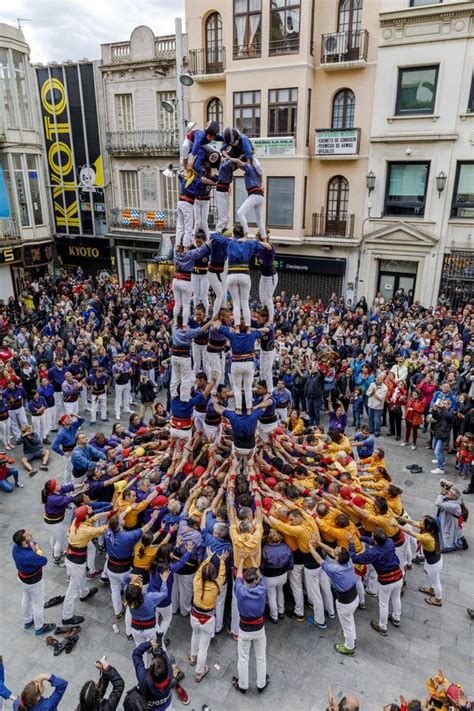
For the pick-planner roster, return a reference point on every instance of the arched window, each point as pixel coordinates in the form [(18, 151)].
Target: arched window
[(337, 205), (343, 109), (214, 50), (215, 111), (349, 21)]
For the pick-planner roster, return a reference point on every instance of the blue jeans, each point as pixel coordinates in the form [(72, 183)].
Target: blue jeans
[(314, 409), (375, 420), (7, 485), (438, 448)]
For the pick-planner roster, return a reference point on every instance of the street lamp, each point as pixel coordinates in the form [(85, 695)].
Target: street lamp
[(441, 179), (370, 181)]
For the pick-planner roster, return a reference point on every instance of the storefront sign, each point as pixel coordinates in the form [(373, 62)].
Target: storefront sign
[(69, 112), (305, 265), (38, 255), (337, 143), (10, 255), (274, 146)]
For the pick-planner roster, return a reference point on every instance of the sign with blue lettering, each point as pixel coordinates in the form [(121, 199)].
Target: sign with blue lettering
[(4, 204)]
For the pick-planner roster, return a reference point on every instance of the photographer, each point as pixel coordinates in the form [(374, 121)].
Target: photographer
[(449, 503), (92, 694)]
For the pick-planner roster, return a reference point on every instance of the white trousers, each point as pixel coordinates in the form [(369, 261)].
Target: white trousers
[(200, 287), (123, 398), (184, 223), (222, 204), (242, 378), (275, 597), (259, 641), (50, 416), (216, 364), (266, 289), (77, 586), (239, 287), (200, 359), (201, 216), (200, 640), (345, 614), (182, 292), (72, 408), (434, 577), (296, 584), (319, 593), (38, 423), (116, 580), (57, 537), (32, 603), (67, 467), (255, 203), (267, 359), (59, 404), (181, 375), (5, 431), (390, 593), (182, 594), (98, 401), (218, 283), (17, 420)]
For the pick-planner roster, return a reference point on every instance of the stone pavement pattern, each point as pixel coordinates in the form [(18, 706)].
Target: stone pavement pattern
[(301, 660)]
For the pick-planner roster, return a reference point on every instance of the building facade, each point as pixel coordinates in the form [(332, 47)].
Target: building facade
[(420, 227), (297, 78), (138, 77), (25, 234), (74, 160)]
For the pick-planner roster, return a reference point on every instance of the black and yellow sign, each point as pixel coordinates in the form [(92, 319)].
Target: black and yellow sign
[(69, 113)]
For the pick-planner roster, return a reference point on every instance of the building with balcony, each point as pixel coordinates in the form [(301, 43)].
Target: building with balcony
[(297, 78), (420, 232), (25, 233), (138, 77)]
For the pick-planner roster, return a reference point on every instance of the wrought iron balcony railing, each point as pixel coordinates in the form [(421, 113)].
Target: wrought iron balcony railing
[(331, 224), (344, 47), (207, 61), (149, 141)]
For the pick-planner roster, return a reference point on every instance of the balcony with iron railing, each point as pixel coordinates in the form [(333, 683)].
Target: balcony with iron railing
[(147, 141), (9, 230), (343, 50), (206, 62), (333, 226), (134, 219)]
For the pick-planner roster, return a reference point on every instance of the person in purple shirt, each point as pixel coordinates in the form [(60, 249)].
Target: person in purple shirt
[(251, 593)]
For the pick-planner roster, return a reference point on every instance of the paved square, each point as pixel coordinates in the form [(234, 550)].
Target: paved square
[(301, 660)]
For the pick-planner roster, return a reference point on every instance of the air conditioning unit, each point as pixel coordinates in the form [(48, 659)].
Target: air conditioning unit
[(335, 47)]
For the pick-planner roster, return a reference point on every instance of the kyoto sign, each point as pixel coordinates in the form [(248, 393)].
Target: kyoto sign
[(274, 146), (337, 142)]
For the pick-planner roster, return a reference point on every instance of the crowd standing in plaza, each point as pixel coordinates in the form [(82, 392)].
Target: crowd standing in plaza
[(231, 501)]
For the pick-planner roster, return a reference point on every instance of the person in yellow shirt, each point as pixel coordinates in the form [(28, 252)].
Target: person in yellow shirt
[(81, 531), (206, 588)]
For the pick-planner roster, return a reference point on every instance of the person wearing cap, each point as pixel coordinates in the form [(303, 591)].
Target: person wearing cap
[(250, 592), (71, 389), (65, 441), (15, 395), (121, 373), (84, 458), (29, 562), (98, 381), (340, 571), (81, 532)]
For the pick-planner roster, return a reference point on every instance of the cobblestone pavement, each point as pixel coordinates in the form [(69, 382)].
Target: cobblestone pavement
[(301, 660)]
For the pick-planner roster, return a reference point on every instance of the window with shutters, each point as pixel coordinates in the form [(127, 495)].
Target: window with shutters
[(167, 121), (129, 187), (124, 112)]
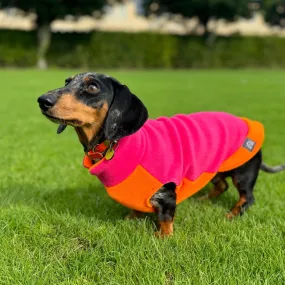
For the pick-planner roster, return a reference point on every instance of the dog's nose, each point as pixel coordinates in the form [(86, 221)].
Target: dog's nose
[(46, 101)]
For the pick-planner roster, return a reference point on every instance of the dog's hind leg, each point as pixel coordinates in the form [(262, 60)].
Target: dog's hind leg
[(220, 186), (244, 179), (164, 203)]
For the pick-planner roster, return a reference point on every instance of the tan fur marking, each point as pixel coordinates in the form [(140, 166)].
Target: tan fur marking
[(69, 108)]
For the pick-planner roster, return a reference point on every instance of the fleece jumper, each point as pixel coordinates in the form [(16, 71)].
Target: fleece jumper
[(188, 150)]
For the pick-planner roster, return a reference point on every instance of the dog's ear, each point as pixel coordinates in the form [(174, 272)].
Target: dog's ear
[(126, 115)]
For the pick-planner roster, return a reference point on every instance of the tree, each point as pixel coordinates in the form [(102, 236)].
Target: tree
[(49, 10), (274, 12), (204, 10)]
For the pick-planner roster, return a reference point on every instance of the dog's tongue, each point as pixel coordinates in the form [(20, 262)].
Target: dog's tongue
[(60, 129)]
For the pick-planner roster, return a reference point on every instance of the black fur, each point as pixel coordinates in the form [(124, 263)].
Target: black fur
[(126, 114), (244, 179)]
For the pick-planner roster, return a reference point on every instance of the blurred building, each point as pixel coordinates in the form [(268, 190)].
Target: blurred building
[(128, 17)]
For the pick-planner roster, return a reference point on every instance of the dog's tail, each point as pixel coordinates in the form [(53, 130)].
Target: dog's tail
[(272, 169)]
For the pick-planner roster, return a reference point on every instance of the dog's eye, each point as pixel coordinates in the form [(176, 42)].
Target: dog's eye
[(92, 88)]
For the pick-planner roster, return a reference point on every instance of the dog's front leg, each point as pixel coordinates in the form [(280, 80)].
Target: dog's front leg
[(134, 214), (164, 203)]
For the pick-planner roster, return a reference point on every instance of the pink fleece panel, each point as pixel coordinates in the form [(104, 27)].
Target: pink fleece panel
[(183, 146)]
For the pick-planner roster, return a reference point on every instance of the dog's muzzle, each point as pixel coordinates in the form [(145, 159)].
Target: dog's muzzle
[(46, 101)]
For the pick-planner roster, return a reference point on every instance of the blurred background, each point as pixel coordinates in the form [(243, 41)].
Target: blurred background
[(142, 33)]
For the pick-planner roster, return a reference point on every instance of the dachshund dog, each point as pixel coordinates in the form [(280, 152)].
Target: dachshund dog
[(131, 154)]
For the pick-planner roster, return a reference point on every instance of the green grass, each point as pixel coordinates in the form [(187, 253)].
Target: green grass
[(58, 226)]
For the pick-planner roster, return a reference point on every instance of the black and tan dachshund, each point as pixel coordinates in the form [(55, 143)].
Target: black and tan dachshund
[(100, 108)]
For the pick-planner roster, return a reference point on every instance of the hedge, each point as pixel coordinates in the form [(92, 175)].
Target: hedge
[(142, 50)]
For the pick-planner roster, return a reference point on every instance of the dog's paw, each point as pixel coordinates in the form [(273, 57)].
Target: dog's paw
[(203, 198), (135, 215)]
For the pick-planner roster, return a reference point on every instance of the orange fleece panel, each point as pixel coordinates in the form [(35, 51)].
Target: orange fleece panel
[(136, 190), (242, 155)]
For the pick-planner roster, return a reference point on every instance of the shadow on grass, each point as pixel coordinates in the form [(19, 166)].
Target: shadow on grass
[(90, 201)]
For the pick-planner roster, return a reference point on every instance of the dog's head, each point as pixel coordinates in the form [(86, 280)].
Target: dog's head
[(94, 103)]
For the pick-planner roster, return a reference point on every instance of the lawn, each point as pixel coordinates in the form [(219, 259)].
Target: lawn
[(58, 226)]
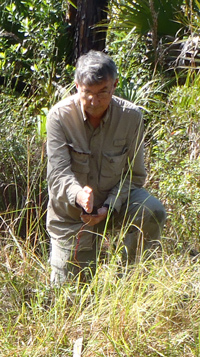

○ ○ ○ ○ ○

§ Task to carry out: Reproduce the stretch of records from the line containing "form [(92, 175)]." through the line containing "[(203, 198), (135, 215)]", both included, with requests kept as they are. Multiply every point coordinate in the answers by 1.5 and round to whole numbers, halves up; leave the requests and their format samples unchanged.

§ Answer to this exercise:
For the pick-planner roster, return a reference point on every instance of the hedge, each point as pixel coordinates in the form [(92, 175)].
Target: hedge
[(213, 75)]
For the pick-planner roster, return a reference point on every instance of the dog's paw, each point as pixel coordinates in the form [(273, 57)].
Target: dog's paw
[(305, 297), (203, 323)]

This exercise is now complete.